■ **Entries supplied**:
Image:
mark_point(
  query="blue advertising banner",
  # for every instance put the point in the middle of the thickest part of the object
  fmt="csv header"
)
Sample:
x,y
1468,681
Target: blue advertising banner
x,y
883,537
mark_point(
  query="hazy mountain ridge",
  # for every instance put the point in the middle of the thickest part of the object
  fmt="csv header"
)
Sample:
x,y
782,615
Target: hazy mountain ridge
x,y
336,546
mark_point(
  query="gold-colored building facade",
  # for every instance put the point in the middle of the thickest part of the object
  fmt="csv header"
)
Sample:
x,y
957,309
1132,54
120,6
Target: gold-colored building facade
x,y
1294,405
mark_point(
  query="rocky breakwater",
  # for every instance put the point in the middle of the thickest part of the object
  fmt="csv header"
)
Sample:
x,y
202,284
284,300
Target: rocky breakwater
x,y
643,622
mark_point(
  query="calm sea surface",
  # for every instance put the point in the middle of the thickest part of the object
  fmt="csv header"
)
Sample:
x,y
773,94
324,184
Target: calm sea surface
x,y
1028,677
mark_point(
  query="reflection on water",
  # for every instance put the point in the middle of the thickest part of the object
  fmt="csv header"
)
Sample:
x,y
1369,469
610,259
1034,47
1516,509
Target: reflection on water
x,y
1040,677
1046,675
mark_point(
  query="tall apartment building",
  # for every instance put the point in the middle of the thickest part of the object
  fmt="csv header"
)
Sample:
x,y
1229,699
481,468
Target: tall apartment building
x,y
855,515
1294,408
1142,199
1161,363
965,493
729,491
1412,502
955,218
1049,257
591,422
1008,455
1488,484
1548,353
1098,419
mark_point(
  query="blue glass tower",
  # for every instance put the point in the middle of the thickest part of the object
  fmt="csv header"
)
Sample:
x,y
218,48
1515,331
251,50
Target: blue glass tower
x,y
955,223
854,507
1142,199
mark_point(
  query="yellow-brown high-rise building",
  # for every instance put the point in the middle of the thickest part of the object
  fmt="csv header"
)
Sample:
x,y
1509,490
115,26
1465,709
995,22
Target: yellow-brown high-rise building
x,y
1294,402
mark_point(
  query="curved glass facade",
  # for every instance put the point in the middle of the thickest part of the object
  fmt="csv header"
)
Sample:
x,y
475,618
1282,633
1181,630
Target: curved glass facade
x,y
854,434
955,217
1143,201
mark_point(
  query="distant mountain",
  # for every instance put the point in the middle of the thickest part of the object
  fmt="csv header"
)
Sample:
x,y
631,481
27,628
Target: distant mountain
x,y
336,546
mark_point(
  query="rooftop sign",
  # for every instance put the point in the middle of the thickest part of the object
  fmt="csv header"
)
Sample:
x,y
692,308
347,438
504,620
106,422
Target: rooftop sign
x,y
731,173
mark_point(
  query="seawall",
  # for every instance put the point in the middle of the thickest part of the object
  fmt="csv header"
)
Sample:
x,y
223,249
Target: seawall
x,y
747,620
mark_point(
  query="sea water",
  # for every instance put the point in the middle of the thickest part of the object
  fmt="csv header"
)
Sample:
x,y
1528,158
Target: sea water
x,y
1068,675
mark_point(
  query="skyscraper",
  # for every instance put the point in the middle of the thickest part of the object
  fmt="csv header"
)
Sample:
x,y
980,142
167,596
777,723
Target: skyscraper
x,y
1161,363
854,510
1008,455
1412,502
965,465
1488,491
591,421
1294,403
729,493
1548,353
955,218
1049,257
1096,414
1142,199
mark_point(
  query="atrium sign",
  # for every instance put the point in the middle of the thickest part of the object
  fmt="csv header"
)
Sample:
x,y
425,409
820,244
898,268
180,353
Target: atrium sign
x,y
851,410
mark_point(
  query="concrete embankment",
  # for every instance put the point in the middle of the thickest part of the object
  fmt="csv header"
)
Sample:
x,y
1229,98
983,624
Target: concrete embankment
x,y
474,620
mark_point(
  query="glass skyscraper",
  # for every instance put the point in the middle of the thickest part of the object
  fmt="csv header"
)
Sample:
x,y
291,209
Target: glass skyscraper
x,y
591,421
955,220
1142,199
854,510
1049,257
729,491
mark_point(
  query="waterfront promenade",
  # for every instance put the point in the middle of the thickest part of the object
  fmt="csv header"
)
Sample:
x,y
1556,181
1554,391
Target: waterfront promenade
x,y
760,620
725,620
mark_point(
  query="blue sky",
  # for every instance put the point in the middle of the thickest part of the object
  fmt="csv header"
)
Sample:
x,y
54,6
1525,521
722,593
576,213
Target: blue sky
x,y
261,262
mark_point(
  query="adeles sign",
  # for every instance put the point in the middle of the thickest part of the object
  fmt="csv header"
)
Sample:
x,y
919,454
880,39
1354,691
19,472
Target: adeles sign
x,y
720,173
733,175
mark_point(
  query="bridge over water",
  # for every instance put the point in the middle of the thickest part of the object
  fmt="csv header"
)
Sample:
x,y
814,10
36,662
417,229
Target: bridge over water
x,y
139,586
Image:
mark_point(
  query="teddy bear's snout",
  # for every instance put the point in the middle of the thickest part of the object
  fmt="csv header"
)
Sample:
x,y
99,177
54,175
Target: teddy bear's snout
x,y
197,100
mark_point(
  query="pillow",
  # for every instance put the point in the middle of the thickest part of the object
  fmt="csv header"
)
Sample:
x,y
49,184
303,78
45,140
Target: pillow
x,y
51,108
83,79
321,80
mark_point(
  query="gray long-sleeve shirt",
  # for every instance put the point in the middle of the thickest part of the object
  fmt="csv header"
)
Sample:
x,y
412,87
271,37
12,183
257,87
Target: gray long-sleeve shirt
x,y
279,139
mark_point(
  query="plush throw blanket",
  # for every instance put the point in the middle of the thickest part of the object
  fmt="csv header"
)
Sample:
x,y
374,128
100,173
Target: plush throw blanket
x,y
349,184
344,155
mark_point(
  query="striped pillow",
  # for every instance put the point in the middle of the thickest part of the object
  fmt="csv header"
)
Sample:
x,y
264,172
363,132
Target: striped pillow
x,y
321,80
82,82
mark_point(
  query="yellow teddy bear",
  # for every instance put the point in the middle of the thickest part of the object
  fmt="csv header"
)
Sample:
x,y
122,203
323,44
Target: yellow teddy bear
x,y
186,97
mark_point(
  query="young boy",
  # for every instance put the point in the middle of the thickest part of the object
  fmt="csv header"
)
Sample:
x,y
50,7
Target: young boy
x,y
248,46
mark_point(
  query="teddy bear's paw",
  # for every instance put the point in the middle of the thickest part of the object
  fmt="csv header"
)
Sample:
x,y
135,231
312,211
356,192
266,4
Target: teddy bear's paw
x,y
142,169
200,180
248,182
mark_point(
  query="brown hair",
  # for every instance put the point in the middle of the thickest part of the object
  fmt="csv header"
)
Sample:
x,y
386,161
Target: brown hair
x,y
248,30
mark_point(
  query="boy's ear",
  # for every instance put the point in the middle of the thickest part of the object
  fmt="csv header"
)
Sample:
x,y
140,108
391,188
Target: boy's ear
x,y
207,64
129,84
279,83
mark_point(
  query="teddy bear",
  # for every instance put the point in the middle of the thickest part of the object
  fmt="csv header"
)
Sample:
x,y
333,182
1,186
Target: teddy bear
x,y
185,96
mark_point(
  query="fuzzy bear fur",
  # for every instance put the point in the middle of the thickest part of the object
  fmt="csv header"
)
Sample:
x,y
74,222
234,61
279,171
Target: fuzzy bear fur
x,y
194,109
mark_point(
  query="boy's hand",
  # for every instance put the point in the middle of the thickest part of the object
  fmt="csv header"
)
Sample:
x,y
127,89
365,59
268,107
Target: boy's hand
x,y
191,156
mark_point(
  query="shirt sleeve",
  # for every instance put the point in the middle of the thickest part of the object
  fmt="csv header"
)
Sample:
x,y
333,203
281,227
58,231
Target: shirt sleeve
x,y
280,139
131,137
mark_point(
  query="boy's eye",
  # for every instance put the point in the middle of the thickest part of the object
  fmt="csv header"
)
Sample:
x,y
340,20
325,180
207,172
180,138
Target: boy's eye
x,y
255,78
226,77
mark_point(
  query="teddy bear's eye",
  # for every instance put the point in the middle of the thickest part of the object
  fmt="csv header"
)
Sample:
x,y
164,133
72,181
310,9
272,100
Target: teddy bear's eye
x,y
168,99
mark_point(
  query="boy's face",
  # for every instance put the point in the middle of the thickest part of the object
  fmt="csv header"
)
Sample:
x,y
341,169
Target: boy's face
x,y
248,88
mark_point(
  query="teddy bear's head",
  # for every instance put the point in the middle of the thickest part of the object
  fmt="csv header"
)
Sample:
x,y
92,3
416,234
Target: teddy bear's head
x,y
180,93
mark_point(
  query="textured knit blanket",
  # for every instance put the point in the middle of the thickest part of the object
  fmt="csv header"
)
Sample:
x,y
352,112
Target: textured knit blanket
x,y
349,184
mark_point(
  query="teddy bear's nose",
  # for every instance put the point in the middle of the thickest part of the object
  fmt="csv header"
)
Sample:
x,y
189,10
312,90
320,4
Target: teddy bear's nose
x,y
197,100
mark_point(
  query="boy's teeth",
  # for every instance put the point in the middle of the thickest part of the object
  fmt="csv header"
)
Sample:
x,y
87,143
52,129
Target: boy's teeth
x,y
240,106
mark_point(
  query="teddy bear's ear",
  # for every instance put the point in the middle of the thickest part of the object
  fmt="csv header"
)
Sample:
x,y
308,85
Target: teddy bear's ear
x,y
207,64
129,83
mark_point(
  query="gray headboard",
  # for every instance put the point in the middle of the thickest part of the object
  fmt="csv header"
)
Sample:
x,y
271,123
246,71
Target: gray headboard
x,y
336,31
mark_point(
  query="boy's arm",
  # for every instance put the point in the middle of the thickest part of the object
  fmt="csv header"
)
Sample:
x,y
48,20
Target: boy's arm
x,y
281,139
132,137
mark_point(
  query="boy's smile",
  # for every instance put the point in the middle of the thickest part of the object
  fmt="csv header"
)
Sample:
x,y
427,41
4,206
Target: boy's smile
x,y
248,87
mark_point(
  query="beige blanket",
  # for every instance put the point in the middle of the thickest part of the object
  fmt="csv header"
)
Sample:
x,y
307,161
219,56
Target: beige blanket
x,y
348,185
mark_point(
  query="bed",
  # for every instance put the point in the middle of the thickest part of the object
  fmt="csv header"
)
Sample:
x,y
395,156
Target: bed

■ **Given request**:
Please pull out every line in the material above that contains the word "bridge". Case matters.

■ **Task solution**:
  query="bridge over water",
Target: bridge over water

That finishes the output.